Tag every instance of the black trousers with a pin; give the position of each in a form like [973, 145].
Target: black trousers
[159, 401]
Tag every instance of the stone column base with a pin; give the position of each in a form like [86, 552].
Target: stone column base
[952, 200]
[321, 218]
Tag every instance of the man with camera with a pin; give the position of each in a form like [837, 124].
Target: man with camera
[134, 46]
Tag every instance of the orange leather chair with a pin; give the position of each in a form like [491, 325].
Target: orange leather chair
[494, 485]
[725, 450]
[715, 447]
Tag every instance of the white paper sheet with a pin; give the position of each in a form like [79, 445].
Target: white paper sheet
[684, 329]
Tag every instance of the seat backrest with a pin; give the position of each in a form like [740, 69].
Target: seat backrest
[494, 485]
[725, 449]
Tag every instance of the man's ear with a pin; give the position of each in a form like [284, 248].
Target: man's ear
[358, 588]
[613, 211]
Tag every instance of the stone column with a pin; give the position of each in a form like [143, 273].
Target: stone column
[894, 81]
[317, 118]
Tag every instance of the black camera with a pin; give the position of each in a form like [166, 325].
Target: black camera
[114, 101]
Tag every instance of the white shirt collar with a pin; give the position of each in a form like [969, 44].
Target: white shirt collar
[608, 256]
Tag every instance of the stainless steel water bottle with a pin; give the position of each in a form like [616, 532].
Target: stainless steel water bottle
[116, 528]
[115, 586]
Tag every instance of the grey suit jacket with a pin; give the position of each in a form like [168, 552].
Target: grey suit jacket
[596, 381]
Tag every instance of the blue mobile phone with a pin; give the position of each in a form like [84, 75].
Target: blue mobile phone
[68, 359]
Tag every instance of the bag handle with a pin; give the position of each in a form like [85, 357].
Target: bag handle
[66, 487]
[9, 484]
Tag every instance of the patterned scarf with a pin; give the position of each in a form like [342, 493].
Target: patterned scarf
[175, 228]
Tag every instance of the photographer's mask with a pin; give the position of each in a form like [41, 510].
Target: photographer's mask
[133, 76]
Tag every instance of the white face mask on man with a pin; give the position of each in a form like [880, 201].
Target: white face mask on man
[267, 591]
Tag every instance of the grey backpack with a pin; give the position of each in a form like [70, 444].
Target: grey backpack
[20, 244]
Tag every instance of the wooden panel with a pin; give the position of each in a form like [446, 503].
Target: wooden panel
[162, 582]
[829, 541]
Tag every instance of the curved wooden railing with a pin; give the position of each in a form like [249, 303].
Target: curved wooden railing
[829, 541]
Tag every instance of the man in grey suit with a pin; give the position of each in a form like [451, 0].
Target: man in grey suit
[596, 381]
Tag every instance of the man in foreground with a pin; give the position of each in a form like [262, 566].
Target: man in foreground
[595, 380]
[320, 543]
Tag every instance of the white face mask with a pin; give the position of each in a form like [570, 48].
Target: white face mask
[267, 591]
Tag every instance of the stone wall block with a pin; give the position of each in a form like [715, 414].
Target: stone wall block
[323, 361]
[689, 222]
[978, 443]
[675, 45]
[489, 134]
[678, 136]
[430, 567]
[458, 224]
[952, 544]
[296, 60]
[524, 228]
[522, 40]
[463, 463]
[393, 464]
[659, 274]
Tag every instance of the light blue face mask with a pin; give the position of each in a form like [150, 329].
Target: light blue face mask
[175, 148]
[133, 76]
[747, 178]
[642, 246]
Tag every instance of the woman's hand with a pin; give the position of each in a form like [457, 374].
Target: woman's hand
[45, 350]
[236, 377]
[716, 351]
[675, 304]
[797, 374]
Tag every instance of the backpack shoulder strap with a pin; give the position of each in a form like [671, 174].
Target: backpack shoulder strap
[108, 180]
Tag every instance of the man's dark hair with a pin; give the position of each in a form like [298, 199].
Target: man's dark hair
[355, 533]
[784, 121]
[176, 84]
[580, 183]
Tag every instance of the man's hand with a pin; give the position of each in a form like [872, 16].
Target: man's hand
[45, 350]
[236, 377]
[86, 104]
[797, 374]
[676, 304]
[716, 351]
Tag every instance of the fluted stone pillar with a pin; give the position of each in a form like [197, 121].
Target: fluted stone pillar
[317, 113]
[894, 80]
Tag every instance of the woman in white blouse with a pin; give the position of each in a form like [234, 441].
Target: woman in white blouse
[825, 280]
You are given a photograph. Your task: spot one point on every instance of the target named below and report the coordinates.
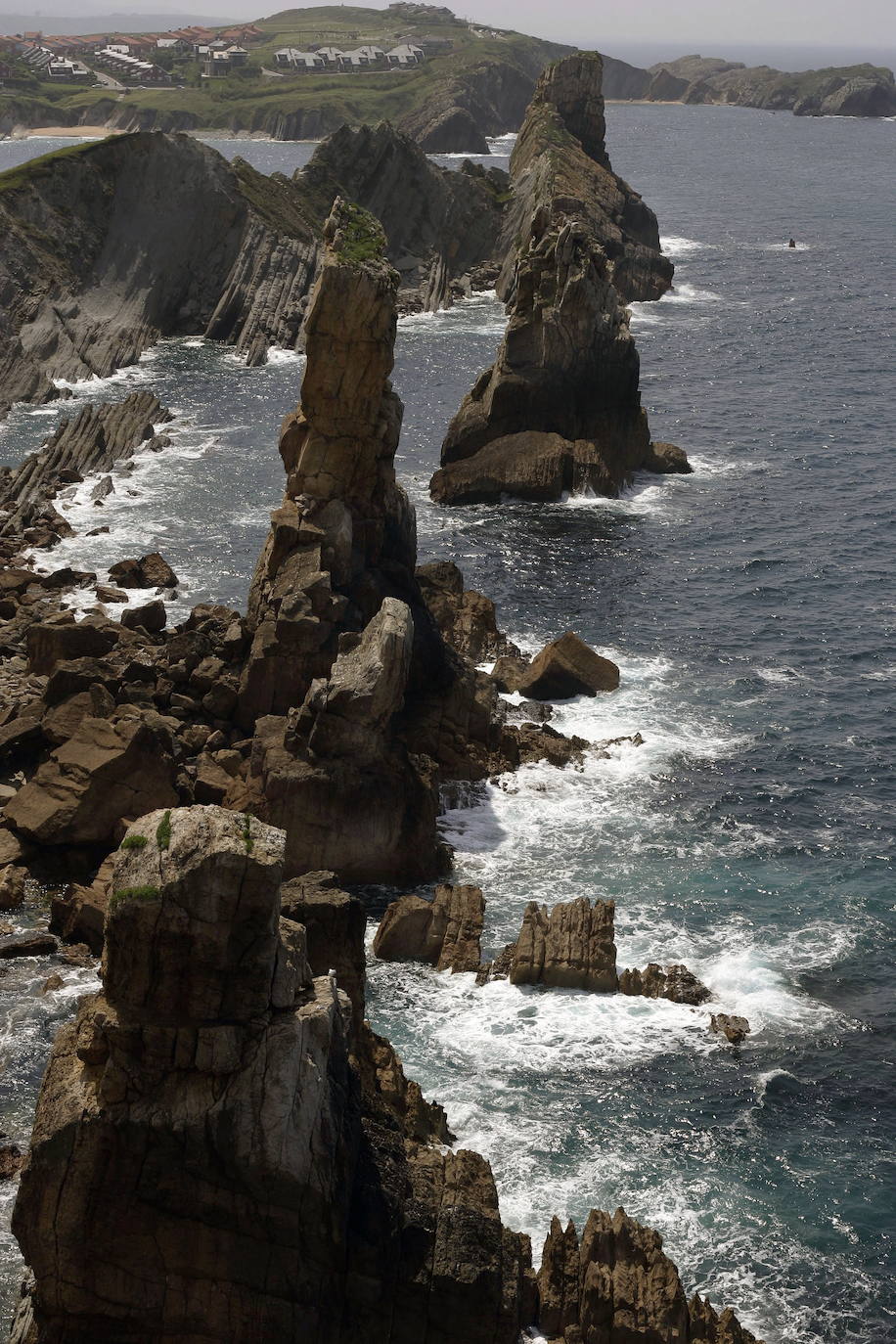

________________________

* TASK DESCRIPTION: Filter the data above and copy every line that contains the word "black". Treat the match as case-sensitive.

* RESPONSE BELOW:
Tag every instance of the black trousers with a pin; give the position of each in a form like [973, 145].
Target: black trousers
Tag every instance of the black camera with a pin; give the position of each in a form like [166, 325].
Target: black camera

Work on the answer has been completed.